TEXT:
Dafür fehlt der rote Faden in der Geschichte. Außerdem ist das Kampfsystem immer noch reines Button mashing (traurigerweise von einer Taste).

Aber man konnte es nach den zahllosen Patches durchaus spielen, das stimmt schon.


----------



## Pherim (5. März 2016)

Gothic 3 ist leider auch mit allen Patches kein "hervorragendes" Rollenspiel. Dafür ist meiner Meinung nach die Story zu dünn, und die offene Welt bietet, auch wenn sie wunderschön anzusehen ist, doch zu wenige Möglichkeiten und Abwechslung um auf Dauer zu fesseln. Das schlimmste ist aber das Kampfsystem, das sich scheinbar jenseits jeglicher Patchbarkeit befindet... Inzwischen hab ich zwar gehört, dass der letzte Community Patch (1.75) einige Sachen gegenüber 1.74 wieder verschlechtert hat, auf jeden Fall war die Kombination aus irrsinnig vielen Gegnern (vor allem in Nordmar) und einem total verkorksten Kampfsystem für mich als Fan der ersten beiden Teile wirklich eine einzige Geduldsprobe. Die verschiedenen Optionen wie Schwierigkeitsgrad, alternatives Balancing und alternative KI machten dann auch entweder Kämpfe gegen einzelne Gegner extrem einfach und gegen mehrere fordernd aber schaffbar, oder einzelne Gegner fordernd und mehrere unmöglich. Nein, nein, das war wirklich nichts.  Sollte ich es jemals nochmal spielen (etwa mit Questpack und Content Mods, oder falls wirklich irgendwann mal das Community Story Projekt erscheinen sollte), dann auf gar keinen Fall mehr mit einem Nahkämpfer.

edit: Oh, da hatten wohl zwei den selben Gedanken.


----------



## Cryptic-Ravage (5. März 2016)

Ist natürlich immer Geschmackssache, klar. Aber ich finde G3 gepatched super. Anzubringen "die Story sei zu dünn" kann nicht euer Ernst sein. Dann müsstest ihr G1 und 2 ja genauso verurteilen. 
Auch das Kampfsystem war in den ersten beiden Teilen nicht besser, nur umständlicher. Unterm Strich nehmen sich Teil 1-3 da also nicht viel. Ich denke bei einigen hängt einfach noch die damals miterlebte Enttäuschung über das Bugfestival G3 in den Köpfen, denn rational gesehen ist das Spiel (ohne Bugs) wirklich sehr gut. "Hervorragend" mag vielleicht etwas übertrieben sein, aber andererseits stellt sich die Frage welches RPG da viel besser war. Skyrim war zwar später deutlich moderner und umfangreicher, sieht aber ohne Grafikmods m.M. nach sogar schlechter aus und schafft keine so dichte Atmosphäre in der gesamten Welt. Auch da wiederholt sich sehr viel, das ist halt leider bei nahezu allen Rollenspielen so mit der Zeit. Einzig Witcher 3 ist da besser, lässt sich aber aufgrund diverser Punkte (Teamgröße, Budget, Releasedatum, Engine etc) nicht wirklich damit vergleichen. Selbes gilt auch für Skyrim btw.

AUFGABE: In welcher Gegend traf Pherim laut dem Text auf besonders viele Gegner?

VORLIEGENDES MATERIAL:
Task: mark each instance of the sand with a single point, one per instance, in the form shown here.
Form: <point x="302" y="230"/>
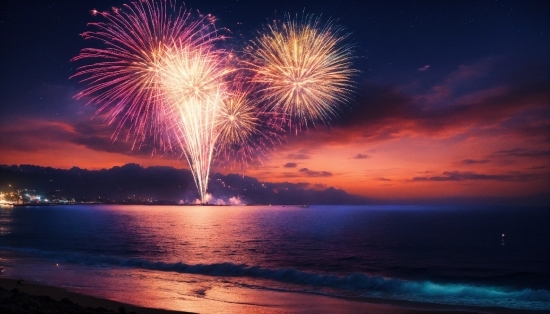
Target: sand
<point x="32" y="297"/>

LÖSUNG: In Nordmar.